▸ Quoted text:
#####
To sell or not to sell?

No one could see the very sharp and fast rise coming last Spring..but it did! As to your lump sum:- 350K - 245k-3k(EA)-Adverising-Legal Fees. The amount you're left with can be put on deposit or invested. You should look at other threads to see where you can invest a lump sum. The picture might not be as rosy as you think. Bear in mind that inflation is running at about 4.2% so whatever you decide to do, you'll only be keeping abreast with inflation for the bulk of it.




Why wouldn't you use these increases to pay off some of the mortgage and bring down either the term or the repayments?





With that amount 400, I imagine you're getting the small room!! You're also helping to buy an apartment for your friend, while you are dependent on him or someone else for a roof over your head.

Ok here's another scenario. You sell up and bank the money. Lets say it's earning a bit above inflation. The room you now inhabit doesn't go anywhere near to holding all the stuff you've accumulated while you were an owner. Neverthless you shoehorn yourself into the space every night, happy in the knowledge that you're earning interest. Your friend has some odd habits, he picks his nose and scratches his a$$ while only wearing boxers and then proceeds to drink your milk from the bottle in the mornings. You thought you'd enjoy the carefree, single life but his idea of it and yours are not the same. He brings people home nearly every night of the week, and you're used to having a quiet time whenever you want it! You take to your room every so often when there's company and the friend begins to think you're antisocial. You give that up because you can't sleep or hear the telly anyway, if you can't beat them, join them!!

Your friend falls in luuuvvv...Thank God for that, things quieten down a bit. It's ok for a while but then she starts to turn up every night and you can hear them tittering and giggling all night long. You feel like an outcast in your own home. Things go from bad to worse. You're the one living in the shoe box and they have the ensuite so why are there knickers and tights drying in the communal bathroom?? You have to wade through a mountain of make-up, cotton balls and perfume to find your razor in the morning!!

You complain to your friend..you like Mary but....He stares icily. Are you making derogatory comments about the love of his life?...or at least the woman who gives him regular sex and occasionally strokes his ego? Nevertheless, he says he'll have a word. Next time you meet her, you're greeted with a stony silence....you begin to feel like a stranger in your own home. But it's not your home is it? Its his, soon to be theirs. You walk in on her in the bathroom one night while she's giving herself a bikini line wax. She's mortified....you're mortified, the friend is not impressed......it's a territorial thing you know!

You think you better move out and leave them to it. Friend not to happy as he's now paying mortgage on his own. Girlfriend is ecstatic. You look at Daft till you're blue in the face but nowhere can you find an apartment to rent ALONE for 940 a month!!

Just food for thought!

That was hilarious mate. You painted that scene so well. I'd try writing a book if i were you.

Its hard to advise but you should also take into account that if you did sell you could invest your gains in shares (5-7 years miminum term) etc as you really are too young to be putting that sum on deposit. Lowering your monthly repayments may make it easier for you to increase (and if you dont have one please start) your pension contributions and as regards sharing; rent apparently is falling (stock is increasing) so you wont necessarily have to share if you dont want to. But regardless you should do something about your 40 year mortgage.
 
NOBODY EVER lost money taking a profit !
#####
▸ Provided data:
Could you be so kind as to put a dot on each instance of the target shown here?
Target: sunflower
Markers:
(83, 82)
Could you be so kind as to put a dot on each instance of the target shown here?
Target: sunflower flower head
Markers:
#####
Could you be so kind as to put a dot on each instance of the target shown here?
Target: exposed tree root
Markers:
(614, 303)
#####
▸ Tasks for this exercise:
1 – Pick out each line of the listing that contains "sunflower", matching case exactly.
2 – Carry on the forum thread about whether to sell, starting where it stops.

▸ Answer set:
1 –
Target: sunflower
Target: sunflower flower head

2 –
Bingo! You hit the nail on the head. Whatever happens I will always be better off than I was 2 years ago before I bought.

Only question is, if i sell, will I be better or worse off in 2 years time than I am now!

PS: this is where all those who can tell the future should post... :D
 
Its hard to advise but you should also take into account that if you did sell you could invest your gains in shares (5-7 years miminum term) etc as you really are too young to be putting that sum on deposit.
I'm a bit sketchy about shares. I always thought they were a risky bet. Although my hands are up, I know nothing about the stock market??
Lowering your monthly repayments may make it easier for you to increase (and if you dont have one please start) your pension contributions
Eh, no pension I'm afraid to say. It was just something that never seemed important to me to be honest :eek:
and as regards sharing; rent apparently is falling (stock is increasing) so you wont necessarily have to share if you dont want to. But regardless you should do something about your 40 year mortgage.
Yes I agree. Whoever let me take a 40-year mortgage should be fired!! But yes, I'm either going to trade-up and reduce to a 30 year term, or sell-up and start renting for a while and guage the market.

Hey wait, what's that I see coming towards me. It looks like... no it can't be... damn, its square one. :D
 
buttermilkja (i picture Heidi saying that!)

I think you sound like you want to sell.
I would take the chance, in fact I did and will soon be in possession of my nice lump sum.

If the market continues to rise, tough, you'll have some brilliant years, and then continue to work hard, maybe to rent for a long time, but what of it?

If the market falls you'll be laughing, and may even buy back in.

Just one thought on your figures: You said it was "valued" at xxx euro, by the time you go to sell it will probably be valued at more,and then the bids may start to come in higher again (we got 50K higher than the already ridiculously high valuation). Best of luck, esp. if you get to travel with Peter around Austria (or was it Switzerland?)
 
buttermilkja (i picture Heidi saying that!)... if you get to travel with Peter around Austria (or was it Switzerland?)
:D :D :D
That's it! I'm selling so I can move to Austria and set up a museum dedicated to the life and times of Heidi and her friends!! Priceless!!

I would take the chance, in fact I did and will soon be in possession of my nice lump sum.
Did you sell for the same reason, just to get your hands on the accumilated profit, or for a different reason? How did it work out for you, are you renting now or planning on getting straight back into the market? Any advice...?

Just one thought on your figures: You said it was "valued" at xxx euro, by the time you go to sell it will probably be valued at more,and then the bids may start to come in higher again (we got 50K higher than the already ridiculously high valuation). Best of luck...
Yes it will probably be worth a few grand more... but I can't see people bidding higher against each other. It's just a normal 2-bed apt in a suburb so no special interest I reckon.

Since I've gotten such valuable comments back on this post it's made me think a bit more about things. You see, I'm now thinking that if I sell, I could land a windfall and then use half of it to get straight back into the market. That's €50k for a deposit (which I think is plenty to get another 2 bed apartment) and €50k for me! Not bad. If I go the route of releasing equity that's just basically getting a loan for my own money! No-way am I doing that.

Last option is trading-up which would see all of the equity go straight into a new place which would mean I would be back to where I was two years ago. A nice new property (bigger, better location etc) but no built up equity in it. Which is not a problem as such, but when there's €100k there now, I really would like to take advantage of it.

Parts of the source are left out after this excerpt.